**Input data**

------------------------------

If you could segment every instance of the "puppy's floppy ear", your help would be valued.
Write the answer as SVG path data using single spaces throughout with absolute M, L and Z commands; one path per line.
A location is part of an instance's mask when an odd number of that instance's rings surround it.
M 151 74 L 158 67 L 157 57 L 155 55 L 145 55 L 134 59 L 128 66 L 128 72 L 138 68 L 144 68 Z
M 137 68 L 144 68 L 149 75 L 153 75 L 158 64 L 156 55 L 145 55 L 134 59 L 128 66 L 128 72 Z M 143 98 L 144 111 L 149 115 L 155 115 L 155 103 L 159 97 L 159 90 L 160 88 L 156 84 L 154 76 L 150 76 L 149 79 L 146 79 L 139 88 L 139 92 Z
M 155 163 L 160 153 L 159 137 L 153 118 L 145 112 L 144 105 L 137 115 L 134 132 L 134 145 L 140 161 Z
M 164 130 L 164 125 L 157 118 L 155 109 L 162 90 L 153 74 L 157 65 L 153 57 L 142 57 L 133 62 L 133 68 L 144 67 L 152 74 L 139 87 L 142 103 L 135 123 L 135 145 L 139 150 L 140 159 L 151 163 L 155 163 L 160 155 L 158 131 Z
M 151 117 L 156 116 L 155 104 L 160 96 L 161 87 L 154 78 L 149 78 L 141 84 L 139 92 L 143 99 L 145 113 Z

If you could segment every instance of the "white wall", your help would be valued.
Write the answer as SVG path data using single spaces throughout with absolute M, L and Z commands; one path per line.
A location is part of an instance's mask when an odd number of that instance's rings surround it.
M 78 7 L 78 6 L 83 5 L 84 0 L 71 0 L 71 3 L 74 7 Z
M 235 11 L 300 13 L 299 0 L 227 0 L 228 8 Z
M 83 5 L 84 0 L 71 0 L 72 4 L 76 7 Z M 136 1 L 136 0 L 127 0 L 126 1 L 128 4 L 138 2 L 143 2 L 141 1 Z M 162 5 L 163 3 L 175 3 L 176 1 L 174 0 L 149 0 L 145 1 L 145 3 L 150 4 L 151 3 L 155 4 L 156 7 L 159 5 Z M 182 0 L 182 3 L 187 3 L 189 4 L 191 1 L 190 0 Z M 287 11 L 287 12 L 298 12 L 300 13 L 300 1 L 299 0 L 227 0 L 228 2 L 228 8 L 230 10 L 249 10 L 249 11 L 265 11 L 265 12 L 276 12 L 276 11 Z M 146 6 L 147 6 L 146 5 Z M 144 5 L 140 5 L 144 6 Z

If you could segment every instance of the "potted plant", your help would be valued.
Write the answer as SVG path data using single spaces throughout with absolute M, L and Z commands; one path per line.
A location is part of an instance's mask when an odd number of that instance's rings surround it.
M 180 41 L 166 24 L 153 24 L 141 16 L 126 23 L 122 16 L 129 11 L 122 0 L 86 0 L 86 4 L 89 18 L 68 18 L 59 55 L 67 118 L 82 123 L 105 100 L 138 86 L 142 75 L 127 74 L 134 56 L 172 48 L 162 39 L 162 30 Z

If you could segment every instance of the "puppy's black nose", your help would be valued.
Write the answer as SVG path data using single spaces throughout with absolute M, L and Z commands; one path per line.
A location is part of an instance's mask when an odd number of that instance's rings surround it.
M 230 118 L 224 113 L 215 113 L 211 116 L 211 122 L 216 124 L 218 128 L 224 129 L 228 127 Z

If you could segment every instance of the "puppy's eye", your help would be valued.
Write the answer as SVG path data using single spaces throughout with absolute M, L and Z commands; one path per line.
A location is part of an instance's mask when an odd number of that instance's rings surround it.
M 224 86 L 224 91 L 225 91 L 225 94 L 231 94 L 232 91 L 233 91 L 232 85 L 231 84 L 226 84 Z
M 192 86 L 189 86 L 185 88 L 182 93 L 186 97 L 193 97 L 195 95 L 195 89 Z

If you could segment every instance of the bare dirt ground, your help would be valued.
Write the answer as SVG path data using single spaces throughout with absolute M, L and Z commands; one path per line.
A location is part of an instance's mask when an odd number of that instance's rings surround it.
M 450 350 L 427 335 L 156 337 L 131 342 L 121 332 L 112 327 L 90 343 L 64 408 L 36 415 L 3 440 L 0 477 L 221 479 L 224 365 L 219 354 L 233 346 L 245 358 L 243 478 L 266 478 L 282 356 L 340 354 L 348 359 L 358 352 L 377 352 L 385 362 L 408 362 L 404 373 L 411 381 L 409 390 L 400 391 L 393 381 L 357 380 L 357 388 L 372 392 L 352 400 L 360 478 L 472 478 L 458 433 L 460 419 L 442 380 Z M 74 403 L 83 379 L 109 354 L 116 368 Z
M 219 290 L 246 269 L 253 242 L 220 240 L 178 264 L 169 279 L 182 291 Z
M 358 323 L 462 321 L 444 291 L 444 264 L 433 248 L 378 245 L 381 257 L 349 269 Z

------------------------------

Note each line of the entries that has "segment" in it, and copy those lines.

**Solution below**
If you could segment every instance of the "puppy's floppy ear", your help would be valued.
If you could segment every instance of the "white wall", your help would be valued.
If you could segment every instance of the "potted plant", your help would be valued.
If you could segment every instance of the "puppy's black nose", your help would be valued.
If you could segment every instance of the "puppy's eye", your help would be valued.
If you could segment every instance of the bare dirt ground, your help would be valued.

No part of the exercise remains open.